# working my magic!



## jamesman_1994 (Jun 23, 2009)

well i am in the midst of conning my mum into allowing me to by a 6ft by 2 by 2, i am not sure how many g that is but it is brand new and for $860 AUS, it is the only way i can get a tank that big in australia there isn't really that many people selling tanks bigger than 5ft in victoria that r second hand. so wish me luck, and i would also like to know how many g's that would b thanks

James


----------



## zoyvig (Oct 27, 2006)

6 X 2 X 2 X 7.48 = approx 180 gal

Good luck!!!


----------



## jamesman_1994 (Jun 23, 2009)

thanks


----------



## Lancerlot (Feb 22, 2006)

for that price why not build a tank?


----------



## jamesman_1994 (Jun 23, 2009)

because i live in australia that's y


----------



## jamesman_1994 (Jun 23, 2009)

and it isn't that easy to get one built. and this comes with stand and hood as well so it is a good deal (for australia) the average 4' is like $400 here things arent that cheap


----------



## jamesman_1994 (Jun 23, 2009)

so i have talked to mum and she said it is a maby, i just need to pay for it all my self =) which i was planning to do anyway. but she said she is going to talk to dad about it.


----------



## jamesman_1994 (Jun 23, 2009)

so since i think it is going to happen i was thinking about a stocking list. i was thinking the pair of JD's and some other pairs. i will defenatly have some dithers. i was thinking danios. i like the look a salvini's, could i have a pair of them?? maby some cons or something. what do you guys think. it is a huge tank (for me, not some much for TFG hahahaha lol) so i am not sure what possibilities i can have but i was thinking heaps. any advise is much wanted! thanks in advance.

● WHAT IS ASKED:
Carry on the forum thread above about buying and stocking a six-foot fish tank, starting right after its last post.

● STORED DATA:

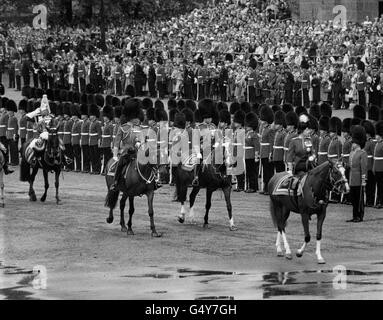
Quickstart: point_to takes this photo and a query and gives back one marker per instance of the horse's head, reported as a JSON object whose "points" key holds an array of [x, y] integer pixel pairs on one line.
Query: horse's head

● ANSWER FOR THIS EXERCISE:
i am really exciter


----------



## BRANT13 (Feb 18, 2009)

you coild make that into an amazing african tank  8)


----------



## jamesman_1994 (Jun 23, 2009)

hahaha in australia the africans r a fair bit more expensive than the CA and SA. and i am currently 15 and i don't really have the money for a new tank and new fish (more expensive ones i mean) i can still afford most of the CA's just not the FH's and things like that.


----------



## BRANT13 (Feb 18, 2009)

gotcha.....u could go saltwater being ure surrounded by ot and catch some awesome local fish....thatd be sweet


----------



## jamesman_1994 (Jun 23, 2009)

yeah i guess but i live in victoria and we don't have @#$! all for cool looking fish, if i were in queens land i would defenatly do that but seeing that it is elegal i think i would need to restrain
got any ideas for a CA tho because that is what i am going to make it.


----------



## jamesman_1994 (Jun 23, 2009)

would a GT b okay in a 180g with a breeding pair of JD's.
i was thinking about maby the breeding pair of JD's maby some blue acara (pair) salvinis possibly a pair or 2 females. and some cons.


----------



## BRANT13 (Feb 18, 2009)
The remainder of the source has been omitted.